Dataset entries:
---

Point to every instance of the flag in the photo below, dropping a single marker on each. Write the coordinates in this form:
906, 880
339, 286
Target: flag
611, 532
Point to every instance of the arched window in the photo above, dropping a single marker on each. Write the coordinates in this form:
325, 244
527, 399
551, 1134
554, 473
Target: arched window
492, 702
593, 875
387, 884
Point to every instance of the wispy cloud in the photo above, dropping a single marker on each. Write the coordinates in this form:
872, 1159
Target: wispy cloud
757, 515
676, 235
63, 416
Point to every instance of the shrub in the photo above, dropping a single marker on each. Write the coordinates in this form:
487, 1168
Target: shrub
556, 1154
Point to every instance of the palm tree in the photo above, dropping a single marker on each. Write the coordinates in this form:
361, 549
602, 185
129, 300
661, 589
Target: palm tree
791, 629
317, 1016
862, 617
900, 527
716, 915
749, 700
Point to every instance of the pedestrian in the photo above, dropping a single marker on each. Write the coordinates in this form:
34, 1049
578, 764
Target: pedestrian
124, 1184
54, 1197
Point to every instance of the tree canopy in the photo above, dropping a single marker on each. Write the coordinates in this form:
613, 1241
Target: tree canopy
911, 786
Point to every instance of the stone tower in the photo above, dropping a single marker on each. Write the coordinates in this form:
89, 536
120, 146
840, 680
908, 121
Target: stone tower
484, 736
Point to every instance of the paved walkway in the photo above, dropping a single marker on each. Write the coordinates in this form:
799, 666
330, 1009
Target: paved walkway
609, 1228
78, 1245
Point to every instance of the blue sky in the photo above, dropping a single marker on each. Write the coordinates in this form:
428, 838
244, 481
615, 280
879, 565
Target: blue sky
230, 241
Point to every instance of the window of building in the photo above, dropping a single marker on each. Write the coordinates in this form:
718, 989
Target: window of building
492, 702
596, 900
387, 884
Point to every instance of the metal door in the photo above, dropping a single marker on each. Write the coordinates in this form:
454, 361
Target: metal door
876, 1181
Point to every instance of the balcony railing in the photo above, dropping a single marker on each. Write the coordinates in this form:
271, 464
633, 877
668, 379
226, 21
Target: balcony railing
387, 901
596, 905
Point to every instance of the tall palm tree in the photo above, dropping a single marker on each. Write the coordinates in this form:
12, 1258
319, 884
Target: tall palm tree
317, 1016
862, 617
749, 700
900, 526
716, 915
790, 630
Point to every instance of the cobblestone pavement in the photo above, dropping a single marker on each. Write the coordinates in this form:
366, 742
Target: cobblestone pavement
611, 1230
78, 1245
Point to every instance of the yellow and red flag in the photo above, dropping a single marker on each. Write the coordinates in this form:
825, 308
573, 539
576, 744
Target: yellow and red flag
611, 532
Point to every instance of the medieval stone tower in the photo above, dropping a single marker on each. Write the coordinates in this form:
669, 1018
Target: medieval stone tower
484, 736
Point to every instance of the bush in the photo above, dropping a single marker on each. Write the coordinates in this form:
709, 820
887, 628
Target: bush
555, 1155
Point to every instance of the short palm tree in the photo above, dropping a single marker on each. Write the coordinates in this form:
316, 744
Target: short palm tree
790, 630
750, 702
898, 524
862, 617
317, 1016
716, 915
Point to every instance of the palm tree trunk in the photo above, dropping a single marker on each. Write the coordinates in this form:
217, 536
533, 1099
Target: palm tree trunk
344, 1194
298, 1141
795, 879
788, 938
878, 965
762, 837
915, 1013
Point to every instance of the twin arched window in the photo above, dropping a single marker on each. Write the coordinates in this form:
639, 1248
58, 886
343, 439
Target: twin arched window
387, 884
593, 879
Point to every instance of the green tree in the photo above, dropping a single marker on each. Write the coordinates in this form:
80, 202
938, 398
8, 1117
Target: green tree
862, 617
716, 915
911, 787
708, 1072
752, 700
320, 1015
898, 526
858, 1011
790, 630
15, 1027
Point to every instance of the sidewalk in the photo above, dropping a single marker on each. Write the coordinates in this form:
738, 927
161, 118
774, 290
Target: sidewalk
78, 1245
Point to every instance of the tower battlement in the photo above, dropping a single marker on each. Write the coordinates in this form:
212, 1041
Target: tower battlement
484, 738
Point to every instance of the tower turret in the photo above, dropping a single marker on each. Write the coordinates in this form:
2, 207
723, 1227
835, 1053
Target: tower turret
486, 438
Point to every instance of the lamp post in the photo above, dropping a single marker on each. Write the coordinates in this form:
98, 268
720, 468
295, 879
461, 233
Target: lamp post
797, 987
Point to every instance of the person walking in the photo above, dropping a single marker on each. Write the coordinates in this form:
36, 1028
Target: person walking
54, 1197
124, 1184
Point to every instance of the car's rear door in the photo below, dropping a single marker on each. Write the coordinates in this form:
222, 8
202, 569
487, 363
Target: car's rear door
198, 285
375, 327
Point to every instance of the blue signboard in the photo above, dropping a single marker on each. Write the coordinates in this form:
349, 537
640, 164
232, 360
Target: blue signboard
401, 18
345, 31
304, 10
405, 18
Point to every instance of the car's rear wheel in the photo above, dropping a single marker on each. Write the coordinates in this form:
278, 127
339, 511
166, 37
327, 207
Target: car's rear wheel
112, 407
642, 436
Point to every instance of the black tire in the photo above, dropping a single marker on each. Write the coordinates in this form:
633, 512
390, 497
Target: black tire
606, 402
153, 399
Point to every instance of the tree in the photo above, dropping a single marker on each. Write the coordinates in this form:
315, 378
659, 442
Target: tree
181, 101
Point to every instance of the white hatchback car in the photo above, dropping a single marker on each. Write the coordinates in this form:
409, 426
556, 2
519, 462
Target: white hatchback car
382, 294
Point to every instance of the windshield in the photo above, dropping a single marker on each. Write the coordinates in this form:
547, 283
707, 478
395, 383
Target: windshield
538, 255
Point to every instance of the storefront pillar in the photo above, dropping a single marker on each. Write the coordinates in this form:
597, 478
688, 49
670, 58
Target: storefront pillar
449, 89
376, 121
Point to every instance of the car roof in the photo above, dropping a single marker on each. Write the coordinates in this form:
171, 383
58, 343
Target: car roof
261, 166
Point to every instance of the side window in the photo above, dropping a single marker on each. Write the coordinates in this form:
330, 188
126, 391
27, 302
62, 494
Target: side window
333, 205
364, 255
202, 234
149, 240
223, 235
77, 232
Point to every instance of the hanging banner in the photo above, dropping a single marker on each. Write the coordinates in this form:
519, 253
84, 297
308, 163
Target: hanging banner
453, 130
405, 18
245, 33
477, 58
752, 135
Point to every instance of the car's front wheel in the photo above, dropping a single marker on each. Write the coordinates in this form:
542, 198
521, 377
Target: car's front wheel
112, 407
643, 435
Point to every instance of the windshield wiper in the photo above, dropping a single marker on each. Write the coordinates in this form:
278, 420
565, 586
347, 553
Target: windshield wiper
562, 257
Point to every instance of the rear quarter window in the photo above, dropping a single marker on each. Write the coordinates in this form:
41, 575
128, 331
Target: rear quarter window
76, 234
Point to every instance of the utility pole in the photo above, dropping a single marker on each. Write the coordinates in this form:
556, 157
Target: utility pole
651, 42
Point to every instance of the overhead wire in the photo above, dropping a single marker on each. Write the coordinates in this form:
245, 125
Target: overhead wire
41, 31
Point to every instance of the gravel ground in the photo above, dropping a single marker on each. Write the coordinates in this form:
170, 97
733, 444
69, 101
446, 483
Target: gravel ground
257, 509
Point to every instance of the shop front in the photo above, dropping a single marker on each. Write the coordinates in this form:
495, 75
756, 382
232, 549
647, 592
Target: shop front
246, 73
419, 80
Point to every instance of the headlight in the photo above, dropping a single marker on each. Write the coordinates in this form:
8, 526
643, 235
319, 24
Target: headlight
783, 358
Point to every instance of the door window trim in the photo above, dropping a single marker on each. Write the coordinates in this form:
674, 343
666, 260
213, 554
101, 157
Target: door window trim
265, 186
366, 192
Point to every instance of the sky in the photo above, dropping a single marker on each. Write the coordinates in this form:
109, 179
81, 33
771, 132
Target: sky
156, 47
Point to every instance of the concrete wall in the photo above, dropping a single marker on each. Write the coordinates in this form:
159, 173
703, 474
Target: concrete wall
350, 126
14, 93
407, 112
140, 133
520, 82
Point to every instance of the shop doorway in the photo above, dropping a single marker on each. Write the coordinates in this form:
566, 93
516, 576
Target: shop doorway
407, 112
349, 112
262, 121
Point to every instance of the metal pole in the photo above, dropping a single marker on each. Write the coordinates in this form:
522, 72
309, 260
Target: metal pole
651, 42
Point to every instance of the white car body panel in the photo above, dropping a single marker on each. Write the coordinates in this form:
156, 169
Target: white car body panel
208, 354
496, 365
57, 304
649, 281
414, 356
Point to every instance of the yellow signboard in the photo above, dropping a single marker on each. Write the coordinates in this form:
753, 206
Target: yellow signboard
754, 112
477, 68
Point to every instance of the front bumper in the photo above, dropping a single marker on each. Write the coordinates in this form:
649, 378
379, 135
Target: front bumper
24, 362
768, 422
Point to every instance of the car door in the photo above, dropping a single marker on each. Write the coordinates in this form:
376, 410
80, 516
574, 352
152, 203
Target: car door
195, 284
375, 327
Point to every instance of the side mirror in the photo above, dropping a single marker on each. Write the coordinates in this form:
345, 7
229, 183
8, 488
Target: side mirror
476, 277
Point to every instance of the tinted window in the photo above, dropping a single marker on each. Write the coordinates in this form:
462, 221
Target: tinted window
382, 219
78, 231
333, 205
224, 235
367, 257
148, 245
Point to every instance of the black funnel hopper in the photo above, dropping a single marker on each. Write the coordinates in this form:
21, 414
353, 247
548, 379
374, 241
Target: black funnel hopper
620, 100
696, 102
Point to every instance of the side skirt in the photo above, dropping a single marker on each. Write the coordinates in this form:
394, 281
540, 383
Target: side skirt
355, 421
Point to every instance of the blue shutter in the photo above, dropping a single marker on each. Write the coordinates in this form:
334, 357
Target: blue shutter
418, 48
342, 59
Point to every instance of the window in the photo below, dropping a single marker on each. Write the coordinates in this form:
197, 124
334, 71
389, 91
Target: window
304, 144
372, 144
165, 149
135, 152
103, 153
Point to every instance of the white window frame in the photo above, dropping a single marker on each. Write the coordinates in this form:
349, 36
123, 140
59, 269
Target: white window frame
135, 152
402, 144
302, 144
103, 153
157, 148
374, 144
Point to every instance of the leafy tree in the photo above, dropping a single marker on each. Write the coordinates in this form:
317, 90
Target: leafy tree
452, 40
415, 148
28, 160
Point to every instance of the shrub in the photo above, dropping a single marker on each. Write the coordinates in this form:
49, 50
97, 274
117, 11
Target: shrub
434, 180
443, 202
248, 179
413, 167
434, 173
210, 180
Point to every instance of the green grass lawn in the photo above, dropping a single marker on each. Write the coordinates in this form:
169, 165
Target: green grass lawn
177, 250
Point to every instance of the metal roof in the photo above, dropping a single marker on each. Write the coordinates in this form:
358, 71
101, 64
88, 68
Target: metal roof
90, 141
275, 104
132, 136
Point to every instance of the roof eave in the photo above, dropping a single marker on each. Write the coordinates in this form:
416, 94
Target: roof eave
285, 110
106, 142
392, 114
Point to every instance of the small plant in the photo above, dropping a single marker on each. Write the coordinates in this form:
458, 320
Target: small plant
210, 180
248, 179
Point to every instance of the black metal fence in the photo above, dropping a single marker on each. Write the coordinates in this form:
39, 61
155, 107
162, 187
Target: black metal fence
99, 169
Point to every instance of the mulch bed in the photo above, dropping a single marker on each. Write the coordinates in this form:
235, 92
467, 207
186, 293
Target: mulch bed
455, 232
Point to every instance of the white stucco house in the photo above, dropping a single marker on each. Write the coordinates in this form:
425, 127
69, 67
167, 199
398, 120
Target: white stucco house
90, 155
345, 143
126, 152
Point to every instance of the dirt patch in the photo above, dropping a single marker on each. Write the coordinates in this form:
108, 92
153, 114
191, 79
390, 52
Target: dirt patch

---

To do - Could you state how many lines of the records contain "patch"? Give the number and nothing else.

Your solution - 2